- _Work instructions_: A word-for-word copy of the records below is required.

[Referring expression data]
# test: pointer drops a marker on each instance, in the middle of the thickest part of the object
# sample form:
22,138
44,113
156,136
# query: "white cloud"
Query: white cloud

- _Task solution_:
# test: pointer drops a marker on each instance, in the middle of the thickest part of the object
# sample form:
22,138
44,113
156,136
# query: "white cloud"
Query: white cloud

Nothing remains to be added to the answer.